* TASK OBJECTIVE
List each line of the listing below that contains the word "cloud", copying every such line in full.

===== RECORDS FOR THE TASK =====

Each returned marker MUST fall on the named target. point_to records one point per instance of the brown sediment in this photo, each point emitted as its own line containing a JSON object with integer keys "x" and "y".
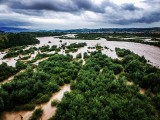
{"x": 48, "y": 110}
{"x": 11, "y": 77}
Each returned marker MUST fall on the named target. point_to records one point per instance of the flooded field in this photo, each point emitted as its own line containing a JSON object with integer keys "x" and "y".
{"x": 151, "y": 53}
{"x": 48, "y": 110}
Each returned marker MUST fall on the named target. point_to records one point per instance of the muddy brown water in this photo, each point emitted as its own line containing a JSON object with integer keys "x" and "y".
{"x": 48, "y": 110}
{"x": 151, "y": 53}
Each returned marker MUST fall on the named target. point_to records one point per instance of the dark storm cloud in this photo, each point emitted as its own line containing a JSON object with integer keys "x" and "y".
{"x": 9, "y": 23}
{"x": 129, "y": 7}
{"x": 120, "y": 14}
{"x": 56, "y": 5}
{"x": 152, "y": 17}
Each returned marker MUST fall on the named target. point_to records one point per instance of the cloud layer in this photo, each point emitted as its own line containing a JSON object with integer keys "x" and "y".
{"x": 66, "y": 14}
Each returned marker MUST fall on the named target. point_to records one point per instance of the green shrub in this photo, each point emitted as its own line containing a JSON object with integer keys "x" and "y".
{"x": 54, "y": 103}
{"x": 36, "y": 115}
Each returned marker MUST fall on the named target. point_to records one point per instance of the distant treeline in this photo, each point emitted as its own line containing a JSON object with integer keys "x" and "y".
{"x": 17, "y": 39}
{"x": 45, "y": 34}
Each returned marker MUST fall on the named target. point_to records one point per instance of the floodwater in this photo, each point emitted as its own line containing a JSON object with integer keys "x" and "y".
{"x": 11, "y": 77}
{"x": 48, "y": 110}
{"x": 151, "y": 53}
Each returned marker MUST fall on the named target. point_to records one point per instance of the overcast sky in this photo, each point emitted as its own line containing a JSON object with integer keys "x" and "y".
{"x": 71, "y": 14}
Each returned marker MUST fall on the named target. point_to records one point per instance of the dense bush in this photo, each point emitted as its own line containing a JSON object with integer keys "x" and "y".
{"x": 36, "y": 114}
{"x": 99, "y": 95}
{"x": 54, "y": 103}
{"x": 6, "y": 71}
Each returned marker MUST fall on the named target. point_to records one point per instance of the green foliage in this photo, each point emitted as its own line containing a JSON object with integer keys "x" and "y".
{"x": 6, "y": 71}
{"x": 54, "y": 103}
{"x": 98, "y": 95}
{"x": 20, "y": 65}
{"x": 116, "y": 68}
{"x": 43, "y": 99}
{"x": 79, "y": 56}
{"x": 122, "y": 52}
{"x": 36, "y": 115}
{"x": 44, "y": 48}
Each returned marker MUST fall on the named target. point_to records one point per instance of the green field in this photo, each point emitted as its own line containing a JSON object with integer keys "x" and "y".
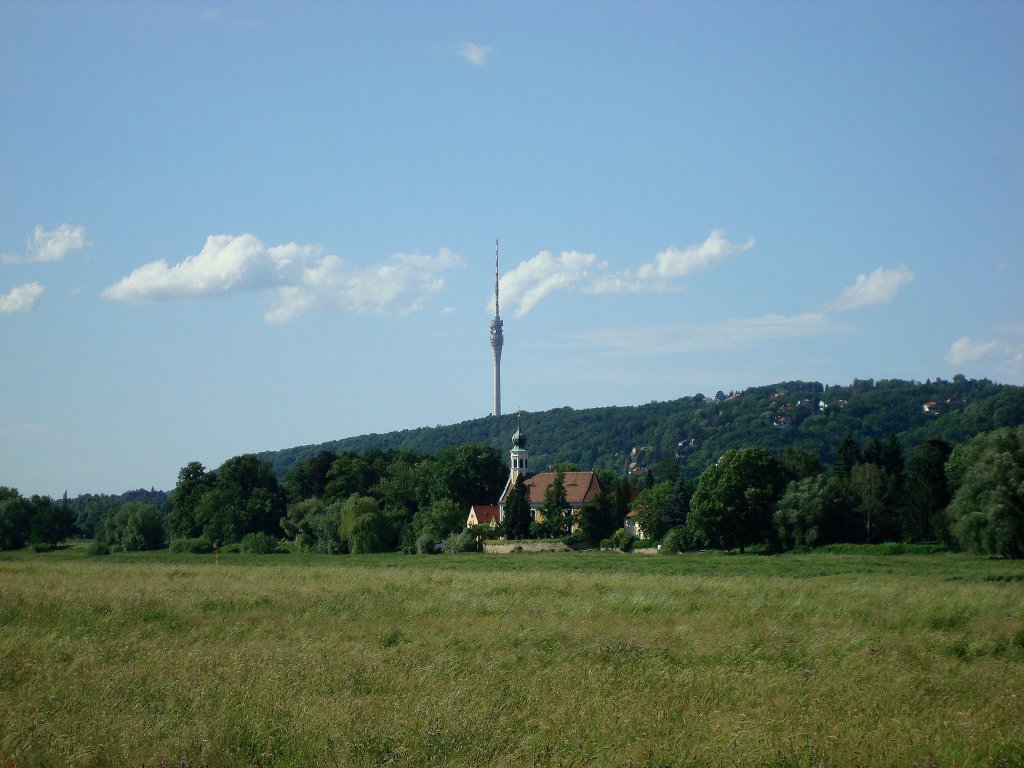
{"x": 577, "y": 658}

=====
===== RECORDS FOR THE TASK =====

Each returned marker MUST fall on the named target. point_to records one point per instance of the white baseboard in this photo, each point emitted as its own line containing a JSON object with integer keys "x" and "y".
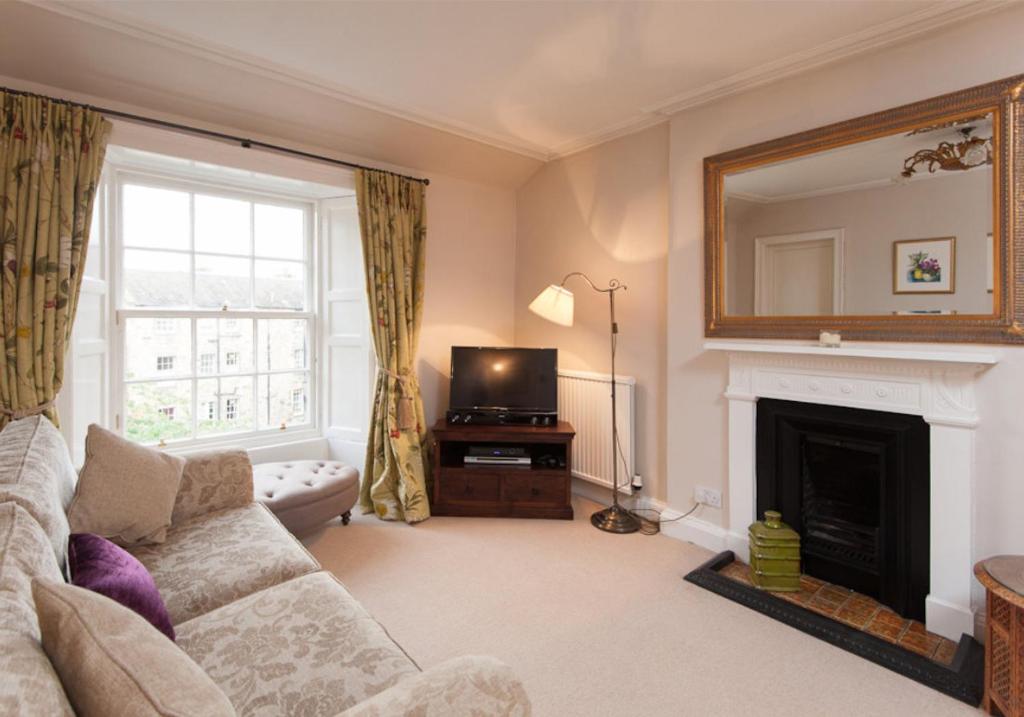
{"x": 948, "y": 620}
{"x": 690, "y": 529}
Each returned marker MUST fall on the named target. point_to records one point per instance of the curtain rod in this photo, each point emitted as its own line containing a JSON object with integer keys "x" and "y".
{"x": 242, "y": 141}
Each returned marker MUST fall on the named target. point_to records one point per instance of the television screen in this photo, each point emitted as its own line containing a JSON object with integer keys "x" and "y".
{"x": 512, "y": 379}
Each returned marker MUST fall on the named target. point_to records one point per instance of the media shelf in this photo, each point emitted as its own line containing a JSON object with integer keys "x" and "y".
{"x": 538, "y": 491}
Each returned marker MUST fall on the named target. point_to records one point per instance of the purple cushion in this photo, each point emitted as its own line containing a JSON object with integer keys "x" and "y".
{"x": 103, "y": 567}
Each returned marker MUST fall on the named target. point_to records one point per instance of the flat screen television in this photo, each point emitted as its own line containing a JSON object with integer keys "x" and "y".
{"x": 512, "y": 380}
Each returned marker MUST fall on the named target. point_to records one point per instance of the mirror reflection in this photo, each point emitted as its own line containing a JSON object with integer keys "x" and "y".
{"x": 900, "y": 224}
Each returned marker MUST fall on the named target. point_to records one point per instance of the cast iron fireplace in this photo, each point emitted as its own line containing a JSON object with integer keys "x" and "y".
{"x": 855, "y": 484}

=====
===== RECORDS FOR THE TASK =====

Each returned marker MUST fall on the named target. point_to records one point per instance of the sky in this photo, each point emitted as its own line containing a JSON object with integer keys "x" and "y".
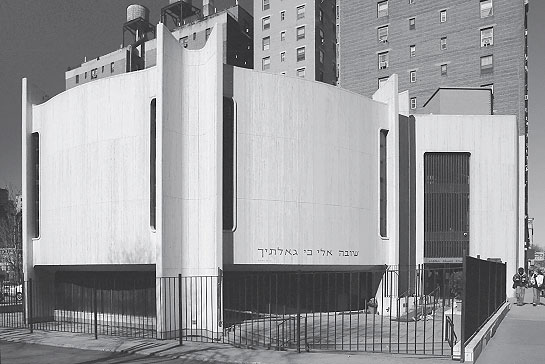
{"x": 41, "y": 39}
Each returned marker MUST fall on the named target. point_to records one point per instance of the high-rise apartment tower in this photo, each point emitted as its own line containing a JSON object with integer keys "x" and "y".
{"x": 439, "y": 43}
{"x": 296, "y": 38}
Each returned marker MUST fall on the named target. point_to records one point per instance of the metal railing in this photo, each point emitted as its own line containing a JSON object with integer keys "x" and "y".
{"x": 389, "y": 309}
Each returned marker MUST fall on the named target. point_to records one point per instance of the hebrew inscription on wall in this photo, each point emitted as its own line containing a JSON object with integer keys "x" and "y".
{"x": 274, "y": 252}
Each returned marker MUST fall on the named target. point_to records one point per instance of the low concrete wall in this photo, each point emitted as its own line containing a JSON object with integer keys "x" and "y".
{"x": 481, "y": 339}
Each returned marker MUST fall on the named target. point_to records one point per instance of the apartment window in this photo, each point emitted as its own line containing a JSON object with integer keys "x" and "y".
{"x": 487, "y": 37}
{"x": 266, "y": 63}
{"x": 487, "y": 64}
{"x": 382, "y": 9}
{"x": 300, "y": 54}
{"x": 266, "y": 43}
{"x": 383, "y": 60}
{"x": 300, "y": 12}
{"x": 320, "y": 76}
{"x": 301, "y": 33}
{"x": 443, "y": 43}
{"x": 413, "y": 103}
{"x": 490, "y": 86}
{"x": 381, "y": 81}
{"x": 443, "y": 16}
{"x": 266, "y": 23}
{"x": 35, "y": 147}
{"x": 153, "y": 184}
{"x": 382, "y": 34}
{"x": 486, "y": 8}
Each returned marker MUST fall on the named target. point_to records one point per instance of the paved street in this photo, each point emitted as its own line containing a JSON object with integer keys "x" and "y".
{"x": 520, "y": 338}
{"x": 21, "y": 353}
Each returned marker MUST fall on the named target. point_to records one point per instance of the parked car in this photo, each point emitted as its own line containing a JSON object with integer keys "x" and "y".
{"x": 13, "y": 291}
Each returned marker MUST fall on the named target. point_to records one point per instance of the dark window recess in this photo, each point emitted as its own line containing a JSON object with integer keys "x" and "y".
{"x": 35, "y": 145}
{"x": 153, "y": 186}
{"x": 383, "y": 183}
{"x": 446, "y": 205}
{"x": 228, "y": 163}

=====

* WRITTEN ANSWER
Each returned marker MUST fall on the named target. point_to records one point per instance of the dark storm cloud in this photo, each point emitted as its own line containing a JSON object with integer keys "x" and "y".
Each returned marker MUST fall on the named target. point_to records one point per instance of the cloud layer in this photo, each point emitted as its own line containing a JSON object with integer keys "x" and "y".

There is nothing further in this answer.